▶ _Aim of the task_: Reproduce word for word the forum thread below about profiling a large dataset with pandas.

▶ _Document excerpt_:
Reputation: 1584
Data is not perfectly clean, but is used without issue with pandas. The pandas library provides many extremely useful functions for EDA.
But when I use profiling for large data i.e 100 million records with 10 columns, reading it from a database table, it does not complete and my laptop runs out of memory, the size of data in csv is around 6 gb and my RAM is 14 GB my idle usage is around 3 - 4 GB approximately.
df = pd.read_sql_query("select * from table", conn_params)
profile = pandas.profiling.ProfileReport(df)
profile.to_file(outputfile="myoutput.html")
I have also tried with check_recoded = False
option as well.
But it does not help in profiling entirely.
Is there any way to chunk and read the data and finally generate the summary report as a whole? OR any other method to use this function with large dataset.
Upvotes: 13
Views: 25690
Reputation: 326
Another option is to reduce the data.
One option may be achieved with sample
:
df.sample(number)
More details on pandas documentation.
Upvotes: 0
Reputation: 39950
v2.4
introduced the minimal mode that disables expensive computations (such as correlations and dynamic binning):
from pandas_profiling import ProfileReport
profile = ProfileReport(df, minimal=True)
profile.to_file(output_file="output.html")
Upvotes: 15
Reputation: 230
The syntax to disable the calculation of correlations (thereby heavily reducing calculations) has changed a lot between pandas-profiling=1.4
and the current (beta-)version pandas-profiling=2.0
to the following:
profile = df.profile_report(correlations={
"pearson": False,
"spearman": False,
"kendall": False,
"phi_k": False,
"cramers": False,
"recoded":False,}
)
Additionally, you can reduce performed calculations by disabling the calculations of bins for the plotting of histograms.

Point labeling records

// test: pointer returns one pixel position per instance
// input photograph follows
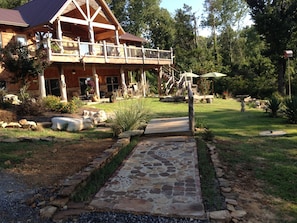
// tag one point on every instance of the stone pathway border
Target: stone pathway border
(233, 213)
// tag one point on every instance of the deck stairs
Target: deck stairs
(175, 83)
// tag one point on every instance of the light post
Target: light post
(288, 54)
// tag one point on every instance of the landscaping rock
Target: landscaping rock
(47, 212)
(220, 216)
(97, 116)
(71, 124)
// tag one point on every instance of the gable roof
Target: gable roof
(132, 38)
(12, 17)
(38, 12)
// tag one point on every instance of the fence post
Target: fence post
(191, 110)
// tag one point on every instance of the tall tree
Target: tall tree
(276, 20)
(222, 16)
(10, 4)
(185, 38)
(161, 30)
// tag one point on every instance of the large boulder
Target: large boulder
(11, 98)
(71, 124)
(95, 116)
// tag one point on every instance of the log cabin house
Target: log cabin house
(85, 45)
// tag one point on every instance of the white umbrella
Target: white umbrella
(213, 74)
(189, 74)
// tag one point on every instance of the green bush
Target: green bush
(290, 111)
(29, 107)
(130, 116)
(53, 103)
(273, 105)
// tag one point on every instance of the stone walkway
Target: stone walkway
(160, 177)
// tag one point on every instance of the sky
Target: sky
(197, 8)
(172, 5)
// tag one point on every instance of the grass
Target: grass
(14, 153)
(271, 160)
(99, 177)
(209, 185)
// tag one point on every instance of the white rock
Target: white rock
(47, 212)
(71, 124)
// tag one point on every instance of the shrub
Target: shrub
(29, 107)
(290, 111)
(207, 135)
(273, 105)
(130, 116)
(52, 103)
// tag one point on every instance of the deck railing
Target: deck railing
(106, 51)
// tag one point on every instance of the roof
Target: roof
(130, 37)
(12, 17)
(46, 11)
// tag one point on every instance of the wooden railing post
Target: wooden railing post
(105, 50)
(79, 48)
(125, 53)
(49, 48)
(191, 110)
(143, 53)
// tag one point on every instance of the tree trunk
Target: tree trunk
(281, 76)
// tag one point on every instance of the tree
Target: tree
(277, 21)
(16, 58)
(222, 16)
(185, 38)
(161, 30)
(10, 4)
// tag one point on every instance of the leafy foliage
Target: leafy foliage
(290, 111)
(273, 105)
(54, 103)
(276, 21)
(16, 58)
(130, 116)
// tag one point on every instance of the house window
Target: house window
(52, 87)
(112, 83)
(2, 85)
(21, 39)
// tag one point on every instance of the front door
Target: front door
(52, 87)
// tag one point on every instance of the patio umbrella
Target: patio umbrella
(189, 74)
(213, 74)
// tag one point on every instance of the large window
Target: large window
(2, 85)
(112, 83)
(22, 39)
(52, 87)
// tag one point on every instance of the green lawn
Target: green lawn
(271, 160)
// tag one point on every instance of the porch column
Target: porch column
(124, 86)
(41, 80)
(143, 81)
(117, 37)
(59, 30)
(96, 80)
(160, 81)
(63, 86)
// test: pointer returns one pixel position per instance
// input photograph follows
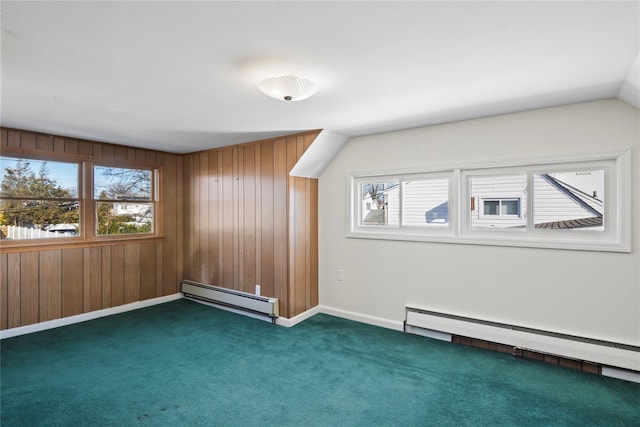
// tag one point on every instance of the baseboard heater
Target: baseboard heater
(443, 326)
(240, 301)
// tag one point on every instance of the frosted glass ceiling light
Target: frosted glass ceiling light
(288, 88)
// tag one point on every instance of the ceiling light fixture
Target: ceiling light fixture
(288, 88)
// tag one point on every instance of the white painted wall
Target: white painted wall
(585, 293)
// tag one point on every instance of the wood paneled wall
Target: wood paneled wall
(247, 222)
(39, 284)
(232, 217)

--

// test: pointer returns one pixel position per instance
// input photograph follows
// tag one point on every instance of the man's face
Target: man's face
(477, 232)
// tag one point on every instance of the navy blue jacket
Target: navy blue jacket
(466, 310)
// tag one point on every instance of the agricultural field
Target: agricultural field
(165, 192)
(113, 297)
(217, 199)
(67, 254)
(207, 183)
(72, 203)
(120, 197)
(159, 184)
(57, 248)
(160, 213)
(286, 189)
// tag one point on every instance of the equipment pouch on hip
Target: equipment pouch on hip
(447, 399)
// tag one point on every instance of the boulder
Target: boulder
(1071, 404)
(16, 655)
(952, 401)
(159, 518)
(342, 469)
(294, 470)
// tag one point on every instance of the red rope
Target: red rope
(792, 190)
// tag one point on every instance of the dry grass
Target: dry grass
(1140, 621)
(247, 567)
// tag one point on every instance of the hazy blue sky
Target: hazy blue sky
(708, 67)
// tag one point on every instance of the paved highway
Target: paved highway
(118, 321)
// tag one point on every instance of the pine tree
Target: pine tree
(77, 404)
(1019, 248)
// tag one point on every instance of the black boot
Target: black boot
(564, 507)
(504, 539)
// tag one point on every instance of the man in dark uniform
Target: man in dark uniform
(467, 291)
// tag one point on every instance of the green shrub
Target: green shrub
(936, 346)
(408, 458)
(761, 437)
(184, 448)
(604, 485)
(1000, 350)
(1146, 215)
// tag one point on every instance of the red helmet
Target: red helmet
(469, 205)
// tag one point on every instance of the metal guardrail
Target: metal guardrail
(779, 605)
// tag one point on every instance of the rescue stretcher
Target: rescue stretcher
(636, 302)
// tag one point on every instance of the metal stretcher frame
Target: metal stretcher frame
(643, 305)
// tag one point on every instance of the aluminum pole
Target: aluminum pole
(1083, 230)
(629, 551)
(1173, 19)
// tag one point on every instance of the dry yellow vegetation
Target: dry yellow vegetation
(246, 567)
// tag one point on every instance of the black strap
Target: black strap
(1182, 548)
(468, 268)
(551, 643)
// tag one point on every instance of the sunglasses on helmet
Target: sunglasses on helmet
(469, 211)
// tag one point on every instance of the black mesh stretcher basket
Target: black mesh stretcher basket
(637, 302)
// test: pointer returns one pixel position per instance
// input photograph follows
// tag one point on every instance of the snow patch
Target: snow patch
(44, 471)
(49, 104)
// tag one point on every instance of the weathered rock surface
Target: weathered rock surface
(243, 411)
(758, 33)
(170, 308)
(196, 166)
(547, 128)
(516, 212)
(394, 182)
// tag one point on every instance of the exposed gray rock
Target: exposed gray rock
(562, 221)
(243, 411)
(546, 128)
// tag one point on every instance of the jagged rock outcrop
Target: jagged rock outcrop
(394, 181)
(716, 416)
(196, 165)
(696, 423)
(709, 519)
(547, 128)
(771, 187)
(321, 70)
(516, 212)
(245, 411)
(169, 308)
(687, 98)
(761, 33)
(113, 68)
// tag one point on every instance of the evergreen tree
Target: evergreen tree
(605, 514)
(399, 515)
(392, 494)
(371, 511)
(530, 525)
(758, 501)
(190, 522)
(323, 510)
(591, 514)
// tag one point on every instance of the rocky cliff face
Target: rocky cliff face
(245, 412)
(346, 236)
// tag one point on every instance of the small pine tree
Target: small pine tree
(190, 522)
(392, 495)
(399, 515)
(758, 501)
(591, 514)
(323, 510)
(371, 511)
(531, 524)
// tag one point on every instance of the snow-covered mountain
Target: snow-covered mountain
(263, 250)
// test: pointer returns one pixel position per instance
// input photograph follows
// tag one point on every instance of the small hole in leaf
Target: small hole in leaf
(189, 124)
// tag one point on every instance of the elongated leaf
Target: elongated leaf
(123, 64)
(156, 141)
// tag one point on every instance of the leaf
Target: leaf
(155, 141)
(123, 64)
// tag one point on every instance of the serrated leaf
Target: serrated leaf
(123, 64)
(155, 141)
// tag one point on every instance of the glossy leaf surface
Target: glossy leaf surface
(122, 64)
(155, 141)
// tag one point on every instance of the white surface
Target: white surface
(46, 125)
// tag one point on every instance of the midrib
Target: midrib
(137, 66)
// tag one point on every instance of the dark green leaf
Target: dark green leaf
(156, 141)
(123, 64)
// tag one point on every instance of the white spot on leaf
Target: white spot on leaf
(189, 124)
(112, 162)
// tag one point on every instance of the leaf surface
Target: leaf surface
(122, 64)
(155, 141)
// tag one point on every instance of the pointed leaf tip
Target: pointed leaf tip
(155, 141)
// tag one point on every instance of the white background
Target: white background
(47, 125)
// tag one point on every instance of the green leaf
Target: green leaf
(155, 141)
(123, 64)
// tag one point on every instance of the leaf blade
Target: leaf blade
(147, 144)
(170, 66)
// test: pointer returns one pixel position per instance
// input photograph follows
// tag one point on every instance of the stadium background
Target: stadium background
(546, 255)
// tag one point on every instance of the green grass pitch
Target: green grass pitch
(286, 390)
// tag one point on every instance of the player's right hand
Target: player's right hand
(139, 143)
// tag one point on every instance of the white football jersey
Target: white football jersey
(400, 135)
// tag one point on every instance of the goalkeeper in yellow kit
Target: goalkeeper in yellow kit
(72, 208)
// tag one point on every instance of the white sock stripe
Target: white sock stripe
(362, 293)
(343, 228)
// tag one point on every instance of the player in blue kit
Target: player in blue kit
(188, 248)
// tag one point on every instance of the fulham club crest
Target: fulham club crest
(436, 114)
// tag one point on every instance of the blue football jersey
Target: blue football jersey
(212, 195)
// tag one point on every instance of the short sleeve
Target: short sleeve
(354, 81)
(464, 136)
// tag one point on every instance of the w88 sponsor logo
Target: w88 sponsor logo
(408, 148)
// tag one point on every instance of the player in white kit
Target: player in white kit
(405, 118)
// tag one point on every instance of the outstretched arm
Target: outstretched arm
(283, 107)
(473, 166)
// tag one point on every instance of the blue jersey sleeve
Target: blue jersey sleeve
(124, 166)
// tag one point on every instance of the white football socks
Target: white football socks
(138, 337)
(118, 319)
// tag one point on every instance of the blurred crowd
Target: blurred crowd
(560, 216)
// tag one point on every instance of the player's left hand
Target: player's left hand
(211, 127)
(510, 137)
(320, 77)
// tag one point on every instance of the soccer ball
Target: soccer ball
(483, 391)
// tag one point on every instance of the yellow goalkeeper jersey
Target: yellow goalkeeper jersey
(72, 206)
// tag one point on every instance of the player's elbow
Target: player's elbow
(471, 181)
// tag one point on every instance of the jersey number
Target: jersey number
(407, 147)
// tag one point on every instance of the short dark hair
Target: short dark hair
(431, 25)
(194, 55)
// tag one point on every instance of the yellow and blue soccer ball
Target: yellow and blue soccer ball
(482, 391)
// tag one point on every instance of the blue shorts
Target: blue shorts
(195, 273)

--

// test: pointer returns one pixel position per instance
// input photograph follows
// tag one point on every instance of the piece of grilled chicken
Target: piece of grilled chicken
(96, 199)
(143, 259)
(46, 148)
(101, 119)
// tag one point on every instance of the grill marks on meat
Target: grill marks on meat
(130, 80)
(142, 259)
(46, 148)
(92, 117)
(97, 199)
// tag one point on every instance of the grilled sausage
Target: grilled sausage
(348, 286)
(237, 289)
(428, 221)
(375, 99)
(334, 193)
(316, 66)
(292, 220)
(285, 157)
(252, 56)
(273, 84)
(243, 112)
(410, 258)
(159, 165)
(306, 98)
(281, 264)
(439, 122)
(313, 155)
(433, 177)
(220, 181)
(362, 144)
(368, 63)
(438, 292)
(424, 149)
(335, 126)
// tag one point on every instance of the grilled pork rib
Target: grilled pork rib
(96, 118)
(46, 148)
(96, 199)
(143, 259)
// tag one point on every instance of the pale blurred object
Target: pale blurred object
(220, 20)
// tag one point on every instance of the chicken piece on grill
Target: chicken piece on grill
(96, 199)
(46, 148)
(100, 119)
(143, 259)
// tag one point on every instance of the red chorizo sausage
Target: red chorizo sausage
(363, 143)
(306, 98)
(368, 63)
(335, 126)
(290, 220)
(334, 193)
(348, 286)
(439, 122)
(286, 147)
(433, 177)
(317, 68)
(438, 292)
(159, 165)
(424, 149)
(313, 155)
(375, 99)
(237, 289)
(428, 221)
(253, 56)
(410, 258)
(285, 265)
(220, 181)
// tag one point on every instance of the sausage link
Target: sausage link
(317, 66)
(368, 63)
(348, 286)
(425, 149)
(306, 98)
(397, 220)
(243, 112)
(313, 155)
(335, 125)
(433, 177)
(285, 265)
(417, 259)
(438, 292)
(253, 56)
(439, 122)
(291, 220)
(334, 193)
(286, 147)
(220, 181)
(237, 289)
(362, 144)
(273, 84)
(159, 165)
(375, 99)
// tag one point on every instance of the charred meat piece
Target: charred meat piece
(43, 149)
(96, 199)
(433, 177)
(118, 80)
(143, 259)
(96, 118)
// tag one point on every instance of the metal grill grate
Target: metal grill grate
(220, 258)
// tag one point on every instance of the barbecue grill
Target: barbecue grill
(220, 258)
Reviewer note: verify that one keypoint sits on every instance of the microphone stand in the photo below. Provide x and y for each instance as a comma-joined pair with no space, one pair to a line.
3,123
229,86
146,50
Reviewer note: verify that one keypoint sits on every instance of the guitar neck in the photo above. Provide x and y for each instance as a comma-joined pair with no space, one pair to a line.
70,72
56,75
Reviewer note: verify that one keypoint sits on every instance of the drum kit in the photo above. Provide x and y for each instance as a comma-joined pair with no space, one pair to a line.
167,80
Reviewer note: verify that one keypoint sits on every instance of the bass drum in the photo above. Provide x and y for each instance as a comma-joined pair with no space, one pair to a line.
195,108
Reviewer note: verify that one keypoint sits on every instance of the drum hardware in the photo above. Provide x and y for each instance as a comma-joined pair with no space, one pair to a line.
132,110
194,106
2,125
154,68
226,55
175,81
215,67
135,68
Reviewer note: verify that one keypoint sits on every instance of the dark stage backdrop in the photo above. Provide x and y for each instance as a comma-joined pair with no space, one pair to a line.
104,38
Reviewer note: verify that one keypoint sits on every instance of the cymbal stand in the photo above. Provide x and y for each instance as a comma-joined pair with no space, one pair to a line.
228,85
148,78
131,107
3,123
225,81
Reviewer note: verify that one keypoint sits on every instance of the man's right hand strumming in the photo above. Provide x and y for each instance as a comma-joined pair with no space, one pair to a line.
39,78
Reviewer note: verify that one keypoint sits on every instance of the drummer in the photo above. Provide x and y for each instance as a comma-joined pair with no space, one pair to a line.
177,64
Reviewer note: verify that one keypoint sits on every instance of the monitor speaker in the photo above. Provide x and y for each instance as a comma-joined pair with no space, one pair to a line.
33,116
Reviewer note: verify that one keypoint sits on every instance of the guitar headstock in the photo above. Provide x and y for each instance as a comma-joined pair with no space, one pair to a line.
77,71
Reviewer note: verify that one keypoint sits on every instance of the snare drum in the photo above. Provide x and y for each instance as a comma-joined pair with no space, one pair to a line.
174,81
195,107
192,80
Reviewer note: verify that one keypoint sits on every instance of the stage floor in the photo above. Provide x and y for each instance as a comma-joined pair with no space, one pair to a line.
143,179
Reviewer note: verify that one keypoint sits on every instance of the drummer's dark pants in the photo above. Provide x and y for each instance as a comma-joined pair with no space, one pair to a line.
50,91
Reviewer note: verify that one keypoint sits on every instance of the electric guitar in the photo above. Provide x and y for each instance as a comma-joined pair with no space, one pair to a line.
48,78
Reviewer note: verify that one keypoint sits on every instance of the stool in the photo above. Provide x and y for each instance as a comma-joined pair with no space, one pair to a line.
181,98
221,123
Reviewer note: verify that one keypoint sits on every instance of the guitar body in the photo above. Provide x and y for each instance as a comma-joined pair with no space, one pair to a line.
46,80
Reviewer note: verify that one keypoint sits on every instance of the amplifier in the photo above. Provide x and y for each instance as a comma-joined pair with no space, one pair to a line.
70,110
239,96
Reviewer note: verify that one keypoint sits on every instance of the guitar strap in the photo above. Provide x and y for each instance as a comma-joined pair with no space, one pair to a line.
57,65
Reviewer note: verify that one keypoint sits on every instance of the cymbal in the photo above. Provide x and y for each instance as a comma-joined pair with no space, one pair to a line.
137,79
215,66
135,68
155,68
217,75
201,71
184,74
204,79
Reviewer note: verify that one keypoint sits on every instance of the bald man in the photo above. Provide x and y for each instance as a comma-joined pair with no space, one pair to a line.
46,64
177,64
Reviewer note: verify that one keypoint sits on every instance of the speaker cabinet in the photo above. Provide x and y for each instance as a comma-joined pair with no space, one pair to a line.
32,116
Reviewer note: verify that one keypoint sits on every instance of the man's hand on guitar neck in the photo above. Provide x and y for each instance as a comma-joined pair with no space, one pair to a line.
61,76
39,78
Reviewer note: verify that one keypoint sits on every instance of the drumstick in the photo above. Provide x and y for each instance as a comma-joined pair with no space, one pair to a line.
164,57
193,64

▶ _Response for this exercise_:
Reputation: 1584
Data is not perfectly clean, but is used without issue with pandas. The pandas library provides many extremely useful functions for EDA.
But when I use profiling for large data i.e 100 million records with 10 columns, reading it from a database table, it does not complete and my laptop runs out of memory, the size of data in csv is around 6 gb and my RAM is 14 GB my idle usage is around 3 - 4 GB approximately.
df = pd.read_sql_query("select * from table", conn_params)
profile = pandas.profiling.ProfileReport(df)
profile.to_file(outputfile="myoutput.html")
I have also tried with check_recoded = False
option as well.
But it does not help in profiling entirely.
Is there any way to chunk and read the data and finally generate the summary report as a whole? OR any other method to use this function with large dataset.
Upvotes: 13
Views: 25690
Reputation: 326
Another option is to reduce the data.
One option may be achieved with sample
:
df.sample(number)
More details on pandas documentation.
Upvotes: 0
Reputation: 39950
v2.4
introduced the minimal mode that disables expensive computations (such as correlations and dynamic binning):
from pandas_profiling import ProfileReport
profile = ProfileReport(df, minimal=True)
profile.to_file(output_file="output.html")
Upvotes: 15
Reputation: 230
The syntax to disable the calculation of correlations (thereby heavily reducing calculations) has changed a lot between pandas-profiling=1.4
and the current (beta-)version pandas-profiling=2.0
to the following:
profile = df.profile_report(correlations={
"pearson": False,
"spearman": False,
"kendall": False,
"phi_k": False,
"cramers": False,
"recoded":False,}
)
Additionally, you can reduce performed calculations by disabling the calculations of bins for the plotting of histograms.